**EXTRACT TO READ**
★ ★ ★ ★ ★
|PS1 data processing includes many steps to go from raw image data to the archived data products. The raw images are detrended to remove instrument signatures, and then deprojected into images in a regular grid of projection cells. These "warps" are then combined into "stacks." Various forms of point-source and extended-object photometry are performed on the warps and stacks.|
PS1 uses the 1.4 giga-pixel camera (see PS1 GPC1 camera) to image the sky north of declination −30 degrees. The camera detector system has 60 orthogonal transfer arrays (OTA) devices, each of which has an 8 × 8 grid of readout cells (each with 590×598 pixels). These images are reduced with the PS1 IPP pipeline. The Processing Version 3 (PV3) reduction, which all the publicly available data in this archive is based on, represents the third full reduction of the PS1 data set. The first two reductions were used internally for pipeline optimization and the development of the initial photometric and astrometric reference catalog, and are not publicly available.
For the PV3 processing, large contiguous regions were defined, and the images for all exposures within that region launched for the processing (see paper by Waters et al. for more details). The processing is divided into individual stages. The first step is the CHIP stage processing, which performs the PS1 Exposure detrending (e.g., bias subtraction, dark current correction, flat fielding, defringing, masking), as well as a single epoch photomety. Following the CHIP stage is the CAMERA stage, in which the astrometry and photometry for the entire exposure is calibrated by matching the detections against the reference catalog. This stage also performs masking updates based on the now-known positions and brightnesses of stars that create dynamic feature.
The WARP stage is the next to operate on the data, transforming the detector oriented chip stage images onto common sky oriented PS1 Warp images that have fixed sky projections. Point-source and extended source photometry is performed on these warps. When all WARP stage processing is done for the region of the sky, STACK processing is performed to construct deeper, fully populated PS1 Stack images from the set of warp images that cover that region of the sky. Source detection and photometry is performed on these stacks, which are then combined into objects (PS1 Source extraction and catalogs webpage.
★ ★ ★ ★ ★
**SUPPLIED RECORDS**
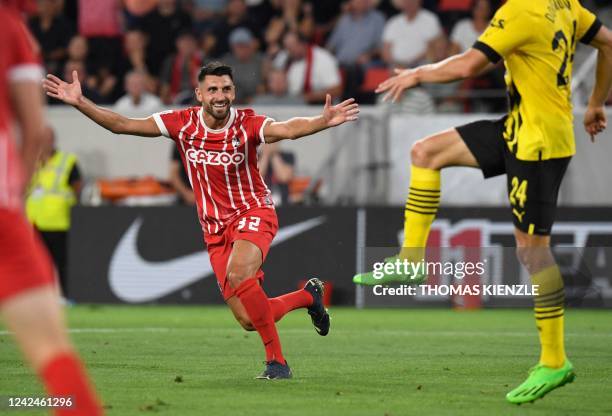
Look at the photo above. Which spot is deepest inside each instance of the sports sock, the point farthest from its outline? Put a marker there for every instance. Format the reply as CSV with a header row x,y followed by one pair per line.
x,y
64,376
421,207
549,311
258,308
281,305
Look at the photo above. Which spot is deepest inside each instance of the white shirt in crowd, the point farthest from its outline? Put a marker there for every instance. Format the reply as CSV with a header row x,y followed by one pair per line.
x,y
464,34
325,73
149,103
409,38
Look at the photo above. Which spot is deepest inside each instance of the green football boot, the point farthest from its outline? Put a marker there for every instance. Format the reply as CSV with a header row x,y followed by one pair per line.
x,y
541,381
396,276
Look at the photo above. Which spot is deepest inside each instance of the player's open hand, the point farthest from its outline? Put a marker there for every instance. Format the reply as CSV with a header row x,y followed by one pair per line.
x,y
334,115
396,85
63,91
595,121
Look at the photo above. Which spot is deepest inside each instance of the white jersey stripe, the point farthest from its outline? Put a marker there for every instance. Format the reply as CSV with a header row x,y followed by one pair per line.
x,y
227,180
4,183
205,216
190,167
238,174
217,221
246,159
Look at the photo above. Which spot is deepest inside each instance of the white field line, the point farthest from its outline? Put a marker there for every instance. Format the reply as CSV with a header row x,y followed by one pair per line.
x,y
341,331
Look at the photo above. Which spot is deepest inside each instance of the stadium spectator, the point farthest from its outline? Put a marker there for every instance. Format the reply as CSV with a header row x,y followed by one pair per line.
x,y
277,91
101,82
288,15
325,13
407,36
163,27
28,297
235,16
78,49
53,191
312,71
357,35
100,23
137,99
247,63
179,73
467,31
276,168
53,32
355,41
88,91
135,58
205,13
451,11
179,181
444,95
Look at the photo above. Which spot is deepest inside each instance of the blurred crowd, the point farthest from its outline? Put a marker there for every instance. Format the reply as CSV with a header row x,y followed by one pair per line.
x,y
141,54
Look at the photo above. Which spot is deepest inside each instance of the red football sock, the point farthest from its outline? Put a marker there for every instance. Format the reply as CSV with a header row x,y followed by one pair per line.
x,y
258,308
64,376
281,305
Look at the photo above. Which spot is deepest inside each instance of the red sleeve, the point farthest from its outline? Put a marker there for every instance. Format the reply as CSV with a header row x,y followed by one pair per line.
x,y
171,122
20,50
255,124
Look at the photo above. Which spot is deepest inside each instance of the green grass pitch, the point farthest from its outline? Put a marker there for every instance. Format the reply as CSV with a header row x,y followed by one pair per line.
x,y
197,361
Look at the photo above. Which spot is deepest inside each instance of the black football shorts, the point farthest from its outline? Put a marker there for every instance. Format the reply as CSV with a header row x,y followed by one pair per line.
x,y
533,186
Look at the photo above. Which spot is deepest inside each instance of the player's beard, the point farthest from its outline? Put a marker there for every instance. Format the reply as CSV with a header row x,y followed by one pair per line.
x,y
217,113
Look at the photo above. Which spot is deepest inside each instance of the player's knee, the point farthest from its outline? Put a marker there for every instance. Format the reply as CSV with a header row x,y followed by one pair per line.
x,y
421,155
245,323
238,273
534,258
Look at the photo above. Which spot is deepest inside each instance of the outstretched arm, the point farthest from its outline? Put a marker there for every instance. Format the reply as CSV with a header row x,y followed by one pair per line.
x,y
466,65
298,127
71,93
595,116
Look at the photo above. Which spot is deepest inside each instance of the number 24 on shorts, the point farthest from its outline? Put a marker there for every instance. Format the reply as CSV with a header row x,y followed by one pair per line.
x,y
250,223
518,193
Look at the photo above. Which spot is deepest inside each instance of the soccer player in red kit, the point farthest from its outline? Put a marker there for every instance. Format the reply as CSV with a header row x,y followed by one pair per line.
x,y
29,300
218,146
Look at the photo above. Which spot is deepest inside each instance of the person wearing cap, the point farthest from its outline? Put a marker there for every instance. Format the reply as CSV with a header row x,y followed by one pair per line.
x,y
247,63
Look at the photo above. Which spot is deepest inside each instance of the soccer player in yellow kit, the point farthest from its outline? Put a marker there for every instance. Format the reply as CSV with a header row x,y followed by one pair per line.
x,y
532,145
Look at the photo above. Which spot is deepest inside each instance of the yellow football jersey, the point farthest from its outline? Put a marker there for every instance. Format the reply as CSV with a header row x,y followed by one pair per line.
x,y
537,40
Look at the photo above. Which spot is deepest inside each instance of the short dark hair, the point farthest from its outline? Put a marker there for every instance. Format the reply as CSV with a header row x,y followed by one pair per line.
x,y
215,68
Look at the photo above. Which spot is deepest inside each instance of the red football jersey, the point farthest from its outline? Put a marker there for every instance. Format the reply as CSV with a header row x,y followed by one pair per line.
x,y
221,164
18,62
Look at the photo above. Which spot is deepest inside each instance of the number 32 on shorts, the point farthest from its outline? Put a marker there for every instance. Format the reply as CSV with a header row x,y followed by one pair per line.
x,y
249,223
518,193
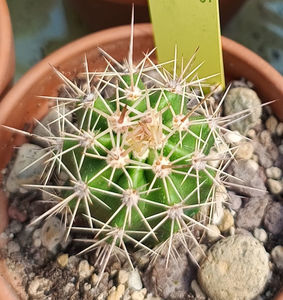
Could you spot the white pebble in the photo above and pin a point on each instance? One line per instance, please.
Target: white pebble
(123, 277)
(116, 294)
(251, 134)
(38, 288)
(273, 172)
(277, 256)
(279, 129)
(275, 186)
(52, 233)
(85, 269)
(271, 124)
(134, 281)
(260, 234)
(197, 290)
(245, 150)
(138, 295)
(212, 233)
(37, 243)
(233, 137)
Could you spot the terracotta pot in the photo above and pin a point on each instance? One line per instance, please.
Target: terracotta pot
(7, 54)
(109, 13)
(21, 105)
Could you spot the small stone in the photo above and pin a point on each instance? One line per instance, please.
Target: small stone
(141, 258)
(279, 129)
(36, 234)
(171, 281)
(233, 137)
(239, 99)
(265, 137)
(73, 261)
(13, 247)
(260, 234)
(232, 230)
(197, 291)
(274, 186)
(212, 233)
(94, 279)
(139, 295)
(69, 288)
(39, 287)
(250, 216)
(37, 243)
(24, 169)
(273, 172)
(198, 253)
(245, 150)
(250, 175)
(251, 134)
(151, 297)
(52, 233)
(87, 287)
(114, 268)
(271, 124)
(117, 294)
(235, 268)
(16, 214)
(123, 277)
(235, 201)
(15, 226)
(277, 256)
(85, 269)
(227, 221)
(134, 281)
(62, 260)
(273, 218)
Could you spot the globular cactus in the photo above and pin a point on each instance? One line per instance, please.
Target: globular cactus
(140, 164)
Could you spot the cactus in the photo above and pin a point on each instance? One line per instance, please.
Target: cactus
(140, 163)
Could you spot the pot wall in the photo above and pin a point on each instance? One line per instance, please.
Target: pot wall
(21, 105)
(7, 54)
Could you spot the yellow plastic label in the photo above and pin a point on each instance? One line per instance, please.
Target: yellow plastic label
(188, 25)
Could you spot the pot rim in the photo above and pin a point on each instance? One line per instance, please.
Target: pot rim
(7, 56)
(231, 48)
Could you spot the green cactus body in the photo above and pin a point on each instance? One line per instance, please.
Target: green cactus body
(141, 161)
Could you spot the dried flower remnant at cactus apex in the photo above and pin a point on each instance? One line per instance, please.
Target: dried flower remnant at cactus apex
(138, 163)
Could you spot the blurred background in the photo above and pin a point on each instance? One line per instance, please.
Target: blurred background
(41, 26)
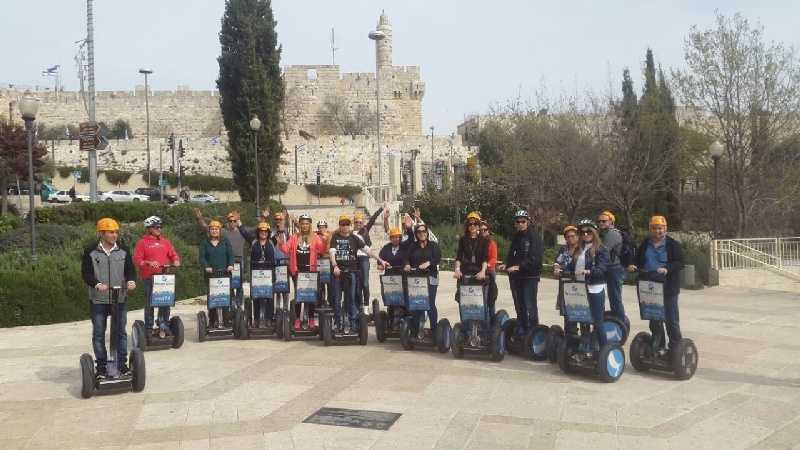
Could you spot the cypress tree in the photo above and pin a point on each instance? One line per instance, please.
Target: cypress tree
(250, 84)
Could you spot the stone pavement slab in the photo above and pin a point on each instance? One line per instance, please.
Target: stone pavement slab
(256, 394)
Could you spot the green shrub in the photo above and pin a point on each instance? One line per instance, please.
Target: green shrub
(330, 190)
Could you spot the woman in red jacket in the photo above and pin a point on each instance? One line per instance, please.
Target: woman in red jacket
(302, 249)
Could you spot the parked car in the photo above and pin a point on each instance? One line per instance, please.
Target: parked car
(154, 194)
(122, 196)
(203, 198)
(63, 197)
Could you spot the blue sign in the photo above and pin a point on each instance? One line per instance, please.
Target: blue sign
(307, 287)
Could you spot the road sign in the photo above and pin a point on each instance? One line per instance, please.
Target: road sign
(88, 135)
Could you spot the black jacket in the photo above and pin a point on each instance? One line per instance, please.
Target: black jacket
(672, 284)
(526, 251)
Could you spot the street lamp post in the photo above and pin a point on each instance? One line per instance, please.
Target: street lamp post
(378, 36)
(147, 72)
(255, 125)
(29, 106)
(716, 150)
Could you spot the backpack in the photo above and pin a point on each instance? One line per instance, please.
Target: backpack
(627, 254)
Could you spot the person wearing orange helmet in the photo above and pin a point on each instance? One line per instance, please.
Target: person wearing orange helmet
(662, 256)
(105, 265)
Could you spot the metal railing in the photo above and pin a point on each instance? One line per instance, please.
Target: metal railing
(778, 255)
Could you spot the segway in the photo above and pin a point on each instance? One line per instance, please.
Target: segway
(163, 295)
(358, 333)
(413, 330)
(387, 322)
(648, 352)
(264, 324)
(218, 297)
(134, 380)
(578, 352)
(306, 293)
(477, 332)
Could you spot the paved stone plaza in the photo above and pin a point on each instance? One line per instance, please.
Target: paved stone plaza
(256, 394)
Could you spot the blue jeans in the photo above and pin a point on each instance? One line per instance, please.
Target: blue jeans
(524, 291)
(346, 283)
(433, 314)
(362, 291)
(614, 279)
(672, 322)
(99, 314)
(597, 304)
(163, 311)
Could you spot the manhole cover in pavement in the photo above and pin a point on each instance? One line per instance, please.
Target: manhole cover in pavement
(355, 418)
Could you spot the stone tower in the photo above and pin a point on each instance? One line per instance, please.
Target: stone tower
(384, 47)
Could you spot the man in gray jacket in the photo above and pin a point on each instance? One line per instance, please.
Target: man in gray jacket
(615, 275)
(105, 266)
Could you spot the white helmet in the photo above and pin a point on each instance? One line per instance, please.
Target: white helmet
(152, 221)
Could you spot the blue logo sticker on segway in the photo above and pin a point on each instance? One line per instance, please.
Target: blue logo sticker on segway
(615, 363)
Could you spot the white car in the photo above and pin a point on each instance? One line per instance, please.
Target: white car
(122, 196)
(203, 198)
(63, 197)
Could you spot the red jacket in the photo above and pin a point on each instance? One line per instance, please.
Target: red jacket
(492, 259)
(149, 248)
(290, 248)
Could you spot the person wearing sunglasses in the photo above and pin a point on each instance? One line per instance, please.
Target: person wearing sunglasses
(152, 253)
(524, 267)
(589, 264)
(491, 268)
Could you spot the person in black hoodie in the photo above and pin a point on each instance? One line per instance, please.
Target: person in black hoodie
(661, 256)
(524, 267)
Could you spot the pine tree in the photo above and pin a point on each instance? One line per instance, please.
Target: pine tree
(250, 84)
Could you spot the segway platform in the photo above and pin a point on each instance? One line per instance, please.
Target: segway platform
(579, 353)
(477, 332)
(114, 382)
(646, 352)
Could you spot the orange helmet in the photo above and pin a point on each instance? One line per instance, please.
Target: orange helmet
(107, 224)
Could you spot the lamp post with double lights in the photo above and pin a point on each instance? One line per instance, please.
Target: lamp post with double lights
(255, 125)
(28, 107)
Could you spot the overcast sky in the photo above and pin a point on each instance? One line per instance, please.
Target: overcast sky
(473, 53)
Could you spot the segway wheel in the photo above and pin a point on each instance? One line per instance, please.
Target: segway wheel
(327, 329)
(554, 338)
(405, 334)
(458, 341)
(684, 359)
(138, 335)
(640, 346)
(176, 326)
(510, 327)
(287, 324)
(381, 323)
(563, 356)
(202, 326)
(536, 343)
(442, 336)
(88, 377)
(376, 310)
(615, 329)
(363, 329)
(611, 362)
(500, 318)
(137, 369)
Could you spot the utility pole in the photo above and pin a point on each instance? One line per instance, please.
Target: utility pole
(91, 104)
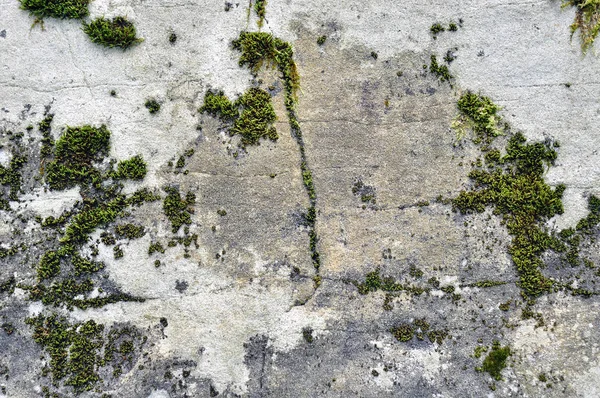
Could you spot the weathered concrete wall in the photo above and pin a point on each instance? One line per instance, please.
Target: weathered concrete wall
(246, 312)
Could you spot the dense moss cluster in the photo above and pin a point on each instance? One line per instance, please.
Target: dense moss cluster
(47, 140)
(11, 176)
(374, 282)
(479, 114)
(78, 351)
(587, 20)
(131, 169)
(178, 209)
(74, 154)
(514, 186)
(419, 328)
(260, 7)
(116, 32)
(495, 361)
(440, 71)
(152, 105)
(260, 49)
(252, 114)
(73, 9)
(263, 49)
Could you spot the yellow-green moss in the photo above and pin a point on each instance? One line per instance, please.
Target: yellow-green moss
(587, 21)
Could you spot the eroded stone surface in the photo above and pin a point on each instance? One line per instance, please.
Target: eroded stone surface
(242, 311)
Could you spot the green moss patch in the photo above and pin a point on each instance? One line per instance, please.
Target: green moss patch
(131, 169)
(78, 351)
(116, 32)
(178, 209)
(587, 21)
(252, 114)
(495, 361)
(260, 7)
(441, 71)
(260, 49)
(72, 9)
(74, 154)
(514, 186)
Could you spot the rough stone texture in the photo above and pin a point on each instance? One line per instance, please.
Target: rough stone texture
★ ★ ★ ★ ★
**PROBLEM DESCRIPTION**
Transcribe the passage of the PS1 data processing text from "For the PV3" to "create dynamic feature.". The entries were taken from a separate source.

**THE ANSWER**
For the PV3 processing, large contiguous regions were defined, and the images for all exposures within that region launched for the processing (see paper by Waters et al. for more details). The processing is divided into individual stages. The first step is the CHIP stage processing, which performs the PS1 Exposure detrending (e.g., bias subtraction, dark current correction, flat fielding, defringing, masking), as well as a single epoch photomety. Following the CHIP stage is the CAMERA stage, in which the astrometry and photometry for the entire exposure is calibrated by matching the detections against the reference catalog. This stage also performs masking updates based on the now-known positions and brightnesses of stars that create dynamic feature.